Action item: Every entry in the data below needs to be repeated exactly.
..............................
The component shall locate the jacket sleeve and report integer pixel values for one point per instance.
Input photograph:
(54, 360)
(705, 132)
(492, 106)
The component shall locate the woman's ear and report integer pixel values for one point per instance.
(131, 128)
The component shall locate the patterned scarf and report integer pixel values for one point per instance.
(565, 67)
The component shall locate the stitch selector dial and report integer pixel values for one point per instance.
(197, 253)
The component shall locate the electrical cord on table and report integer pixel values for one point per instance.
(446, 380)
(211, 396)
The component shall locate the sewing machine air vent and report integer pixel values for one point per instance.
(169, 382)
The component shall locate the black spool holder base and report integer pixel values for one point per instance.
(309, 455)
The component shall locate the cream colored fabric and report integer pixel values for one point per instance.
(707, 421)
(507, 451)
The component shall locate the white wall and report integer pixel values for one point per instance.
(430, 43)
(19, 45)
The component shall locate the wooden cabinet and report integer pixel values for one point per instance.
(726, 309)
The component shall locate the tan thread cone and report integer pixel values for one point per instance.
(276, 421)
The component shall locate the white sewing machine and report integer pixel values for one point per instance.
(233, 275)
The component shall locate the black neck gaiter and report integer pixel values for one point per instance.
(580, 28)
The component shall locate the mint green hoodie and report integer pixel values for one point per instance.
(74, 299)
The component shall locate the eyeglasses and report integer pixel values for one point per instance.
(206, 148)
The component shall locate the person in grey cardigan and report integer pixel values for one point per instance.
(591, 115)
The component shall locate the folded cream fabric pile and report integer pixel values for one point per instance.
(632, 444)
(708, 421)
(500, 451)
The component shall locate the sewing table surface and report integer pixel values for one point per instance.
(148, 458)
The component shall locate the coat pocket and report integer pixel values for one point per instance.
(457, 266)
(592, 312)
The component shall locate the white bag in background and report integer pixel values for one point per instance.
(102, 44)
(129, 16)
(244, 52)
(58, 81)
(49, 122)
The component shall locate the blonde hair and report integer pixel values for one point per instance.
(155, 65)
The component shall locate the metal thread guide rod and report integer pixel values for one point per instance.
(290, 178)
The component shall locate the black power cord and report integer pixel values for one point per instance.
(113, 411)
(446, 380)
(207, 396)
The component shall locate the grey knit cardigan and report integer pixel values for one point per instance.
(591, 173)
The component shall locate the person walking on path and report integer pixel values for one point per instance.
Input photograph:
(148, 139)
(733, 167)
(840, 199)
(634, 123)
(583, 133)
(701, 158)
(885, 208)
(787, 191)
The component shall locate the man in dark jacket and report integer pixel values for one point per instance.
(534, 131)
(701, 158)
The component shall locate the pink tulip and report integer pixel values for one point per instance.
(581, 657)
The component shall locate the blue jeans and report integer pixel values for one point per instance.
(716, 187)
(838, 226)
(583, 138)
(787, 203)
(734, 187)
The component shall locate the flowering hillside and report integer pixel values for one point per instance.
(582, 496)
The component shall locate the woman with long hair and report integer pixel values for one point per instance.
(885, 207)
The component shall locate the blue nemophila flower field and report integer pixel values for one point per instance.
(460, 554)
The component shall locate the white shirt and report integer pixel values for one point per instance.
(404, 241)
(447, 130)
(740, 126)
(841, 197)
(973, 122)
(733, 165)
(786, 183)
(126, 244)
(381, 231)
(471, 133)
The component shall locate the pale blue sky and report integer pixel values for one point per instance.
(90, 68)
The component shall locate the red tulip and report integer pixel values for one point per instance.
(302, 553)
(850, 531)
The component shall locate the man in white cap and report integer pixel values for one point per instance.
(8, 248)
..............................
Exercise output:
The component shall locate the jacket sleeve and report integer pixel values for one point per instance.
Input photograph:
(54, 360)
(705, 132)
(492, 106)
The component shall locate the woman's ear and report integer pixel values for one point per instance.
(131, 128)
The component shall locate the patterned scarf and report integer pixel values for one point per instance.
(565, 67)
The component shall locate the stitch selector dial and report integer pixel values for one point per instance.
(197, 253)
The component shall locate the electrical cord on table and report integer pixel values for one point per instance.
(446, 380)
(211, 396)
The component shall locate the sewing machine air vent and report integer pixel values for one point per instance.
(169, 382)
The component shall locate the black spool holder base and report integer pixel values for one point per instance.
(309, 455)
The component shall locate the cream colored fabric and report integer pixel values for one point per instance.
(707, 421)
(507, 451)
The component shall locate the white wall and report integer pixel values for one point per instance.
(430, 43)
(19, 45)
The component shall locate the wooden cabinet and report integer pixel values for one point per instance.
(726, 309)
The component shall locate the tan thread cone and report integer pixel values for one point per instance.
(276, 421)
The component shall locate the white sewing machine and report integer pixel values for one point per instance.
(233, 275)
The component shall locate the black neck gaiter and report integer pixel values for one point per instance.
(580, 28)
The component shall locate the mint green hoodie and report integer pixel values for one point per instance.
(74, 299)
The component shall locate the eyeglasses and report integer pixel values for one point per instance.
(206, 148)
The component shall locate the person in grey cardigan and report integer pixel values for one point per instance.
(591, 115)
The component shall locate the folded cream fabric pile and report integer pixel values for one point per instance.
(632, 444)
(708, 421)
(500, 451)
The component shall locate the sewing table surface and report integer pixel values for one point per instance.
(148, 458)
The component shall locate the coat pocket and report integer pixel values for one point per instance.
(457, 266)
(592, 312)
The component shall locate the white bag in background and report integer pixel values for one point per instance.
(102, 44)
(129, 16)
(244, 52)
(58, 81)
(49, 122)
The component shall locate the blonde hair and report integer pixel values for one point per instance.
(155, 65)
The component shall locate the metal thread guide rod and report integer pixel values for one point per instance.
(290, 178)
The component shall locate the black power cord and report integer pixel values for one point per instance.
(113, 411)
(446, 380)
(207, 396)
The component shall locate the grey knit cardigan and report integer pixel values for one point per instance.
(591, 173)
The component shall locate the person walking on path and report integer pixel values for one point per instance.
Input photograph:
(148, 139)
(733, 167)
(840, 199)
(634, 123)
(583, 133)
(701, 158)
(885, 208)
(787, 191)
The component shall locate the man in dark jacket and report integer pixel values for one point per instance.
(534, 131)
(701, 158)
The component shall locate the pink tulip and report integer pixel values for one point per instance.
(581, 657)
The component shall locate the blue jeans and report integer pixel values for one point per instance.
(716, 187)
(838, 226)
(583, 138)
(787, 203)
(734, 187)
The component shall locate the flowering hillside and report integer pixel values for one point per instance.
(582, 496)
The component shall locate the woman with long hair and report integer pixel values for one point per instance.
(885, 207)
The component shall locate the blue nemophila flower field and report integer pixel values for one point per instance.
(460, 554)
The component shall locate the white shirt and report integer pixel values for one point per instance.
(404, 241)
(447, 130)
(740, 126)
(841, 197)
(973, 122)
(733, 165)
(786, 183)
(126, 244)
(381, 231)
(471, 133)
The component shall locate the pale blue sky and report integer pixel values for one point per instance.
(90, 68)
The component shall locate the red tulip and report integer pixel values for one point per instance.
(302, 553)
(850, 531)
The component shall locate the man in white cap and report integer pixel values for one point per instance.
(8, 248)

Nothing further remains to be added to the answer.